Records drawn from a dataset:
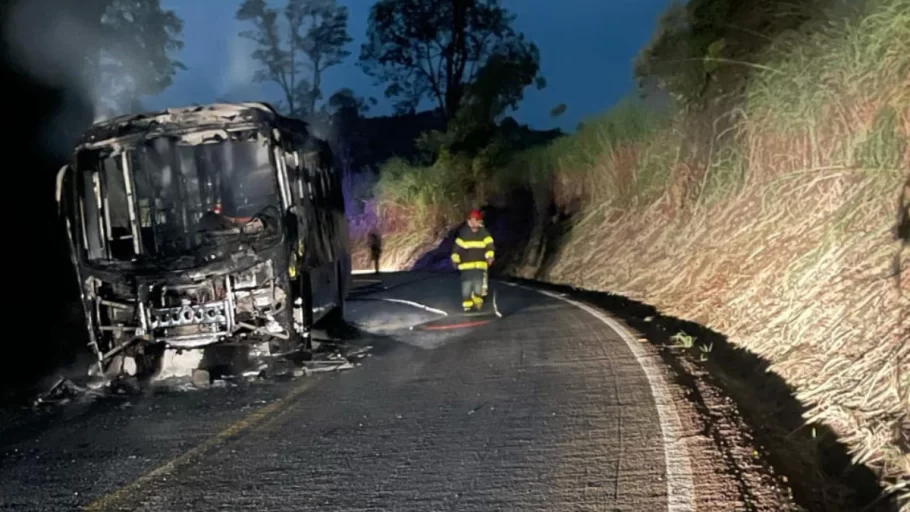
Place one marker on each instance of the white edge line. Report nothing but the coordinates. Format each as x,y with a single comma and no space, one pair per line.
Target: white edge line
680,489
409,303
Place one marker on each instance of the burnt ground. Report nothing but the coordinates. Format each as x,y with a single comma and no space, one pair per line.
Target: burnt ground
547,408
747,417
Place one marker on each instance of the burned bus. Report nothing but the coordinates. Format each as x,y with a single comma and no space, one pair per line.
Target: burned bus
204,225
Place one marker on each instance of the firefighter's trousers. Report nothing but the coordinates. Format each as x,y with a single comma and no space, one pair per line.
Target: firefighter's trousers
473,282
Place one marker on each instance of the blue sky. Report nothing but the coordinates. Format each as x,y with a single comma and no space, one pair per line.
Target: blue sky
586,46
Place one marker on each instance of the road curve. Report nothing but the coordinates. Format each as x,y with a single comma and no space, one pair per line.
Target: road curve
551,407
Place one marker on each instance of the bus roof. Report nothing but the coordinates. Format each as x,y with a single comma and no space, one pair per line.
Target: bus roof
125,130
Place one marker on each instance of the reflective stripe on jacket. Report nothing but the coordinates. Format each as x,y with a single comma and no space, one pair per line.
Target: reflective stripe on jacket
473,249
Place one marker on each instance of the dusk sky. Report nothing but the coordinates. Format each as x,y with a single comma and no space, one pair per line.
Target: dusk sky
587,48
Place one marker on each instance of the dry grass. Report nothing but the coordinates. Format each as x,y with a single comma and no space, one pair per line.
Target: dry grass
771,223
766,269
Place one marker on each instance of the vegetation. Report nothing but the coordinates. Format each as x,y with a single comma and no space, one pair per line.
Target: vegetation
439,51
134,63
296,53
761,205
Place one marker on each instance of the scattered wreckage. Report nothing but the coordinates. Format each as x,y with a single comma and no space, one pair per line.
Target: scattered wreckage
212,225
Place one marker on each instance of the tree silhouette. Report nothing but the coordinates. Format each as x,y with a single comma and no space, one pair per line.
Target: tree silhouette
435,50
137,41
296,52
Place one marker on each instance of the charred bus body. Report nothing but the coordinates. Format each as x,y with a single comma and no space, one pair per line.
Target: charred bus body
204,225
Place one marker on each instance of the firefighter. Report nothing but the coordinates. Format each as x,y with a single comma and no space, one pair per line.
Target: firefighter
472,255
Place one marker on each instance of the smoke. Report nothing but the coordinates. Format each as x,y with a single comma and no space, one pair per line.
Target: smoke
62,45
240,69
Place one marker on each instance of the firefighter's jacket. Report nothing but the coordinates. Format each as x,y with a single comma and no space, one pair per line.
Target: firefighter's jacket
473,249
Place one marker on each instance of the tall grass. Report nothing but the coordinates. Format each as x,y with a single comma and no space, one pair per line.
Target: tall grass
769,222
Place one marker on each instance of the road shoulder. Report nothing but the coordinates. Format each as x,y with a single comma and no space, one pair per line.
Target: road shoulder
730,468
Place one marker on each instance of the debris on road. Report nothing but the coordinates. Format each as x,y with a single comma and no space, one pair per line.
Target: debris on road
63,392
330,356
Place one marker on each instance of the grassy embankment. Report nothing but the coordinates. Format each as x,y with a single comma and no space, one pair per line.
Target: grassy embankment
771,223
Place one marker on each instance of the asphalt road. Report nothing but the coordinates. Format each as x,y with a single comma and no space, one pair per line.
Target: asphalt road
547,408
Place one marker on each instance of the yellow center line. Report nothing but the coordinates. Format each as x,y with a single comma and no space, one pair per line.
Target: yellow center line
116,499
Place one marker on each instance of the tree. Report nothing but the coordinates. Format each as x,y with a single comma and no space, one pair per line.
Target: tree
296,54
138,39
109,52
713,43
435,50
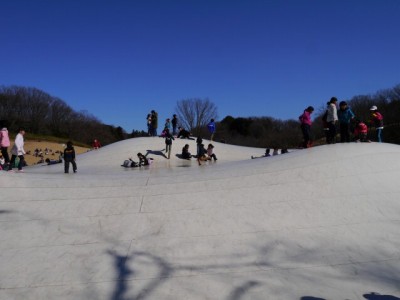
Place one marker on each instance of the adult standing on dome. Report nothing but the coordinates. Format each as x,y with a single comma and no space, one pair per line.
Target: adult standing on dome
332,119
305,120
377,121
345,115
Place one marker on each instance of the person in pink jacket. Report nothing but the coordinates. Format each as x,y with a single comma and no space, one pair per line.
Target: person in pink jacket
305,120
4,144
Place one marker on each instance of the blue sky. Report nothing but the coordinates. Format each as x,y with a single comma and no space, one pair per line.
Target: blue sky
120,59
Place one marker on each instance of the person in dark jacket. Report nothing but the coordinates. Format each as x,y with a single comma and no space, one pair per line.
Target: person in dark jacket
345,115
69,157
168,142
184,134
174,123
185,152
377,121
305,121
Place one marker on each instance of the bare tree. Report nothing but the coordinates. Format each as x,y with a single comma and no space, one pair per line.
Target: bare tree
194,114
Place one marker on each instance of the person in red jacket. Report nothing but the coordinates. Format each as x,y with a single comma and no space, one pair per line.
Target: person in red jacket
96,144
360,132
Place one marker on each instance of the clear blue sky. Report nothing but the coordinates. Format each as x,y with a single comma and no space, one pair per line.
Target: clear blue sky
120,59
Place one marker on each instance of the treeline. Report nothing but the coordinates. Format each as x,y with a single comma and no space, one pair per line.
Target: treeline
43,114
270,132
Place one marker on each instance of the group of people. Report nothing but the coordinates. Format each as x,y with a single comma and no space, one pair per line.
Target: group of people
18,152
142,161
348,123
202,155
274,152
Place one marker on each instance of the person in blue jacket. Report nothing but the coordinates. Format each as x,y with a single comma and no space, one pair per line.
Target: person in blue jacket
345,116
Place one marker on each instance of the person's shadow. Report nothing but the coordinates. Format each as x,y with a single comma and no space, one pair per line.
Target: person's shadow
376,296
156,152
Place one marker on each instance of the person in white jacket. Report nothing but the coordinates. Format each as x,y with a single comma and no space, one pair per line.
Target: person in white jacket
332,119
18,150
4,144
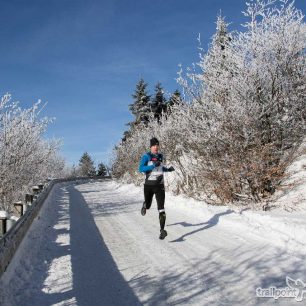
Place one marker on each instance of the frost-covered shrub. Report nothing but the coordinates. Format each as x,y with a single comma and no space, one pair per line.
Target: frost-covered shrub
25,157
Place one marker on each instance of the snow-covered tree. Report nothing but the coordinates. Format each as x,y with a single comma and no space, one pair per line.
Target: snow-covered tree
140,108
245,111
102,169
86,165
25,157
158,102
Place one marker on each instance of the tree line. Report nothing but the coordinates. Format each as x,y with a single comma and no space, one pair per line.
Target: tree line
145,107
87,167
242,118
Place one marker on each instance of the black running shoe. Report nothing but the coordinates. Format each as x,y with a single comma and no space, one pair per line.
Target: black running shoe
163,234
143,209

→ TASK BRIEF: For this exercise, transcribe the data exactly but without its pictures.

→ SOLUTION TO THE EXERCISE:
Place one marker on each instance of the white edge line. Report nothing but the coordinates. Format each as x,y with a single comma and no space, one pair per line.
Target: white edge line
680,489
409,303
Place one marker on each instance of the burnt ground. Report nothing but the coordinates. Format each as x,y with a single comma and no space, one pair per line.
Target: burnt ground
547,408
747,417
Place one marker on each instance of the burned bus. Report nothing but the coordinates. Format each as x,y with a single comma and no space, one pair per line.
Target: burned bus
204,225
Place one marker on each instance of the firefighter's trousers. Report nothing but the coordinates. Format each as x,y with a single comma and no space, one pair per line.
Target: firefighter's trousers
473,282
Place one marker on each instance of the blue sky. Report nothing but the coordinates. Format each as x,y with a single comma and no space, one pair per line.
Target: blue sky
586,46
Place one marker on each instance of the road curve. Report nothing but the coordinates. Format each as x,y with a single comma and no space, one pair per line.
Target: road curve
551,407
Place one marker on each instance of the bus roof. Report nothing but the coordinates. Format each as x,y with a single comma and no space, one pair per line.
Target: bus roof
125,130
Place one marker on each instance of the reflective stripe on jacket. Report nothing but the coordinates. Format each as x,y with a single comma and no space, one pair per line.
Target: reflective stripe on jacket
473,249
Place one marker on each instance of the dusk sky. Report nothing but the coordinates. Format each as x,y with a single comma and no space, one pair per line.
Target: dusk sky
587,48
Place one marker on each instance of the dry grass. Report nothing but the coordinates. Format each as x,y with a single comma and no space, one pair per line.
Target: dry grass
771,223
766,269
Place one marker on each instance of the vegetation. Report nothing but the coordinates. Format each as x,y with a single comma and no space, one pair per line.
Target: vegetation
439,51
134,63
296,53
761,205
Place one marker on each instance of the scattered wreckage. Report nothing but the coordinates. Format each as x,y with a single comma and no space, one pair per line.
Target: scattered wreckage
212,225
Place one marker on each instance of the tree silhouette. Report nothing but the coordinates. Format each as x,y with a single comma and no space, one pair per line.
Target: tree silhouette
435,50
137,41
296,52
Place one marker on each instance of the charred bus body. Report nothing but the coordinates. Format each as x,y with a single comma and no space, one pair per line.
Target: charred bus body
204,225
Place one marker on each instance of the firefighter. Report nothing but the coordinates. Format each as x,y with a single comma and no space, one pair per line.
Target: firefighter
472,255
Place one marker on each instance of the smoke. Report nothing but the coordinates. Format each as x,y with a single comma and no space, one pair per line.
Target: smoke
62,45
240,69
Place one marker on each instance of the firefighter's jacket. Report nothing but the coordinates. Format each as x,y with a single comma and no space, one pair per line.
Target: firefighter's jacket
473,249
Place one marker on each instance of the tall grass. Report nothing but the coordinates. Format each as x,y with a single comma and no space, one pair per line.
Target: tall grass
769,222
Place one marker on each instance of the road shoulder. Report nothing but the coordinates. Format each as x,y with a single comma and no space, one pair per line.
Target: road shoulder
730,468
Place one marker on each instance of the debris on road. Report nothing but the coordinates. Format each as x,y with a single comma and no space, one pair per line.
Target: debris on road
63,392
330,356
Place one marker on each instance of the grassy embankment. Report nothing but the coordinates. Format each as x,y with a single comma and no space, one pair per line.
Target: grassy embankment
771,223
Place one marker on each instance of the asphalt road. Report nothing but the coordinates. Format each as x,y with a single comma and no space, one pair per line.
Target: asphalt road
547,408
Place one marker on each instance of the yellow center line. Report nothing but the coordinates. Format each as x,y with a single comma and no space, one pair per line.
Target: yellow center line
116,499
Place one marker on each instance of the tree. Report nothing but the coordinates. Format each as x,y with a single comma and no space, one pair per line.
Target: tree
296,54
138,39
109,52
713,43
435,50
Place one marker on each instance of the adult standing on dome. Report nothing but the coordinates. Format each as x,y with a single comma and no space, one pair per line.
Target: adult standing on dome
332,119
305,120
377,121
345,115
Place one marker on each instance of the person in pink jacket. Report nothing but the coordinates. Format each as x,y with a single comma and no space, one pair per line.
Target: person in pink jacket
305,120
4,144
Place one marker on each instance of the blue sky. Report nothing but the coordinates. Format each as x,y with a single comma and no space, one pair per line.
Target: blue sky
120,59
Place one marker on each instance of the person in dark jacket. Report nothing but the coordinates. Format each as x,y with a single comma and no space, one pair per line.
Target: person in dark jacket
345,115
69,157
168,142
184,134
174,123
185,152
377,121
305,121
Place one marker on each instance of the bare tree. Report nothing but the coordinates. Format each as x,y with a single comma and no space, one pair per line.
Target: bare tree
194,114
Place one marker on each instance of the person in red jacket. Report nothing but the coordinates. Format each as x,y with a single comma and no space, one pair per line.
Target: person in red jacket
96,144
360,132
Place one marker on each instance of the clear blue sky. Report nothing but the coordinates. Format each as x,y with a single comma and no space, one pair per line.
Target: clear blue sky
120,59
Place one marker on each instance of the treeline. Report nothing but the coordinates. Format each as x,y with a single comma and no space, one pair per line.
Target: treeline
43,114
270,132
Place one marker on each instance of the group of people. Report nothing but the coordinates. Format each as x,y with a single comma and no space, one pair per line.
Target: group of people
18,152
142,161
348,123
202,155
274,152
Place one marker on each instance of the person in blue jacket. Report nothing but the coordinates. Format each as x,y with a single comma and no space, one pair per line.
Target: person in blue jacket
345,116
Place one marker on each instance of the person's shadow. Report nothing but the coordinates. Format each as x,y with a single comma and no space, one pair per line.
Target: person's shadow
376,296
156,152
Place one marker on each instance of the person in white jacket. Report nothing but the coordinates. Format each as x,y with a single comma and no space, one pair per line.
Target: person in white jacket
332,119
18,150
4,144
Place one marker on each instance of the frost-covered shrub. Report nothing but the coordinates. Format each as x,y with a single comma and no space, one pair per line.
Target: frost-covered shrub
25,157
Place one marker on each instance of the snow-covered tree. Report nothing but the coordinates. Format each as x,y with a single comma and no space, one pair per line.
Target: snow-covered tree
140,108
245,111
102,169
86,165
25,157
158,102
Place one marker on each instance of the tree line. Report nothing but the coordinates. Format each as x,y with a single comma and no space, one pair per line.
Target: tree line
145,107
87,167
242,118
Place one marker on each instance of the black running shoe. Report nothing but the coordinates. Format each as x,y with a single comma and no space, one pair per line.
Target: black running shoe
163,234
143,209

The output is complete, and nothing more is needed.